:: Instructions to follow ::
Copy out every line from the one containing "of the underwater" down to the end of the records, keeping each line whole, and add -114 to every coordinate value in the answers.

:: Records for the task ::
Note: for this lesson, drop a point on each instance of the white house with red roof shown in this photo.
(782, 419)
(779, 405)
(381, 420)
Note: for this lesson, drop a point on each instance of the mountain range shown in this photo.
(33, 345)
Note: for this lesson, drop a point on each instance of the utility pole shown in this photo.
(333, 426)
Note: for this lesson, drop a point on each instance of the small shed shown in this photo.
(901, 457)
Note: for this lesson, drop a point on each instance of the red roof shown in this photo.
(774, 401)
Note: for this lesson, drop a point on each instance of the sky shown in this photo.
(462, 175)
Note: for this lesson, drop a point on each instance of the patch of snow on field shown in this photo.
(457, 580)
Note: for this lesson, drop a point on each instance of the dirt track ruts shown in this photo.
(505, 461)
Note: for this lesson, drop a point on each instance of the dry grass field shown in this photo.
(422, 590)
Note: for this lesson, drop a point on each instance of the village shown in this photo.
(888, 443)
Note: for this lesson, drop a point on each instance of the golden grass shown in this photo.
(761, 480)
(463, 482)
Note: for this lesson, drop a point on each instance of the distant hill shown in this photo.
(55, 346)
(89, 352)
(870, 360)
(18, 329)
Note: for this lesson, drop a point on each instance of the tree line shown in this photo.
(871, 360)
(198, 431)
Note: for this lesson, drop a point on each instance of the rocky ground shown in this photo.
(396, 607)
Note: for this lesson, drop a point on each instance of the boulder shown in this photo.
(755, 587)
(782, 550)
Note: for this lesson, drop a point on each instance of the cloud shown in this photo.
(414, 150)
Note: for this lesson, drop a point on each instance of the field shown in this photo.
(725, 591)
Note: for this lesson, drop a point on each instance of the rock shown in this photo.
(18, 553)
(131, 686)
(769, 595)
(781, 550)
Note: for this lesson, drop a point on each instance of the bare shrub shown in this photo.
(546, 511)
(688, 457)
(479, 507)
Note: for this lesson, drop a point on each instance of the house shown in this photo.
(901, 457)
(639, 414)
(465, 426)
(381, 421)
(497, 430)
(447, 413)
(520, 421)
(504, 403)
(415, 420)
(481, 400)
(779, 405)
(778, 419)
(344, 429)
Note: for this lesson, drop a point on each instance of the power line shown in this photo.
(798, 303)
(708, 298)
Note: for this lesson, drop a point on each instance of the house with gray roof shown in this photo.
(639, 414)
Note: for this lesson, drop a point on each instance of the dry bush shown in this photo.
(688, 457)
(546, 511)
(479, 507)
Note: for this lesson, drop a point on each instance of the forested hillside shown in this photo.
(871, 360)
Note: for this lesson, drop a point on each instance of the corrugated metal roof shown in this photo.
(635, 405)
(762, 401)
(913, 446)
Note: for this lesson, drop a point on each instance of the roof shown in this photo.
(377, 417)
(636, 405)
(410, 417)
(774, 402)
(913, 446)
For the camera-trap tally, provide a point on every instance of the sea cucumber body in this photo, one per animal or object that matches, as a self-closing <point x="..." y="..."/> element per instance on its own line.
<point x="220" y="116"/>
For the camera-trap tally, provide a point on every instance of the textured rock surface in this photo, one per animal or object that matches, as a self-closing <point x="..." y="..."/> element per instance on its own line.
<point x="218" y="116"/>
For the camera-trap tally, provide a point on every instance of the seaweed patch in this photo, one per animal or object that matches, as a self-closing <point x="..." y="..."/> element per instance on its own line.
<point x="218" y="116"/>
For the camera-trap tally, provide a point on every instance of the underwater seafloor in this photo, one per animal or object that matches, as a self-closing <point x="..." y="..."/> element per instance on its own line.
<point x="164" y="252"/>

:: Answer to this exercise ::
For the camera-trap tally, provide a point on every instance of the underwater seafloor in this photo, one per animal or object that matches, as a self-closing <point x="..." y="..."/> element per instance on its own line.
<point x="50" y="138"/>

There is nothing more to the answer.